• [Alıntı]:
***

Kadınların mesleki eğitimi ve Türkiye

Güncelleme Tarihi:

Kadınların mesleki eğitimi ve Türkiye
Oluşturulma Tarihi: Temmuz 14, 2014 09:00

Kadın eğitimine yapılan yatırım toplumsal geleceğin bir anlamda garanti altına alınması anlamına geliyor. Bu nedenle kız çocuklarının eğitimi tüm dünyada olduğu gibi ülkemizin de üzerinde titizlikle durduğu bir konu oldu. Eğitim düzeyi düşük özgüveni yetersiz, birey olabilme niteliklerinden yoksun kadının geleceğin neslini bir anne olarak yetiştirme konusunda da zafiyetler gösterebileceği söylenebilir.

Haberin Devamı

Öncelikle kadınların insancıl değerler adına önemli sorunlarla karşı karşıya oldukları ortada. Temel insan hakkı olan eğitim olanaklarından yeterince yararlanamıyorlar. İşgücüne katılım oranları da düşük olan kadınların daha çok tarım sektöründe çalıştıkları görülüyor, emeklerinin karşılığı olan ekonomik gelirleri elde edemedikleri, sosyal güvencelerinin yeterince sağlanmadığı da ortada.

Kadının işgücüne katılımı

Avrupa Birliği (AB) ülkelerinde 2011 yılı verilerine göre erkekler yüzde 70, kadınlar yüzde 60 dolayında işgücüne katılıyor. Erkeklerde en yüksek işgücüne katılım oranı yüzde 80’e yakın bir oranla İsviçre’de, kadınlarda en yüksek oran yüzde 75 ile İzlanda’da olduğu görülüyor. Ülkemiz ise karşılaştırılan ülkeler içinde kadınların işgücüne katılım oranı açısından yüzde 25 dolayında bir oranla son sırada yer alıyor (EUROSTAT, 2012). Son iki yılda bu oran bir ölçüde arttı, Ocak 2013 verilerine göre yüzde 29.13 e ulaştı (TÜİK, 2013). Ancak yine de uluslararası karşılaştırmalar açısından düşük durumda.

Haberin Devamı

TÜİK tarafından yapılan araştırmaya göre (2009) aktif işgücüne katılmayan kadınların yüzde 62,3’ü ev işleriyle uğraştıklarını ifade ediyor. Başka bir deyişle yaklaşık 12 milyon kadın ev hanımı olduğunu söylüyor. Bu durum ‘ev hanımlığı’ olgusunun bir çalışan kadın algısı oluşturmadığı biçiminde yorumlanabilir. Buna karşın çalışma çağındaki her 4 kadından ancak biri iş yaşamına katılıyor, bunların yaklaşık yarısı da tarım sektöründe çalışıyor.

***

• [Kaynak Veriler]:
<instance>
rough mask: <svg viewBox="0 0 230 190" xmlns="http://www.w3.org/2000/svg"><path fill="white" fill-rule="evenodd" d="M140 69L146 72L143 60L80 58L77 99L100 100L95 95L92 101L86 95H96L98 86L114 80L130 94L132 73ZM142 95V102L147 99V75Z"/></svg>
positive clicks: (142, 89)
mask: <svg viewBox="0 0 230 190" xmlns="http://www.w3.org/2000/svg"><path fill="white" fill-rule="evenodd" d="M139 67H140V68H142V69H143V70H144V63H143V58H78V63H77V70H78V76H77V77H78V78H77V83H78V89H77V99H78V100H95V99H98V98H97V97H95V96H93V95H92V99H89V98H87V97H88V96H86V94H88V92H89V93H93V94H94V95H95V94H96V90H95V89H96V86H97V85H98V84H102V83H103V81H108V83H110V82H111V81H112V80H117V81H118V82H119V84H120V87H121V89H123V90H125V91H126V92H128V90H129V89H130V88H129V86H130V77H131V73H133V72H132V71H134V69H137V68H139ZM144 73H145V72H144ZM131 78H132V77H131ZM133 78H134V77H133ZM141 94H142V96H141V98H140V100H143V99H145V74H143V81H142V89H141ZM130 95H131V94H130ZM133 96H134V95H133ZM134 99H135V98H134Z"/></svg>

***

• [Anlama Kontrolü]:
(1) Alıntıda yüzde olarak verilen bütün oranları sırayla yaz.
(2) Alıntıya göre kadınlarda en yüksek işgücüne katılım oranı hangi ülkede görülüyor?
(3) Alıntıda "TÜİK tarafından yapılan" sözleriyle başlayıp "tarım sektöründe çalışıyor." sözleriyle biten kısmı hiç değiştirmeden tekrarla.

• [Görev Sonuçları]:
(1) yüzde 70, yüzde 60, yüzde 80, yüzde 75, yüzde 25, yüzde 29.13, yüzde 62,3

(2) Yüzde 75 ile İzlanda'da.

(3)
TÜİK tarafından yapılan araştırmaya göre (2009) aktif işgücüne katılmayan kadınların yüzde 62,3’ü ev işleriyle uğraştıklarını ifade ediyor. Başka bir deyişle yaklaşık 12 milyon kadın ev hanımı olduğunu söylüyor. Bu durum ‘ev hanımlığı’ olgusunun bir çalışan kadın algısı oluşturmadığı biçiminde yorumlanabilir. Buna karşın çalışma çağındaki her 4 kadından ancak biri iş yaşamına katılıyor, bunların yaklaşık yarısı da tarım sektöründe çalışıyor.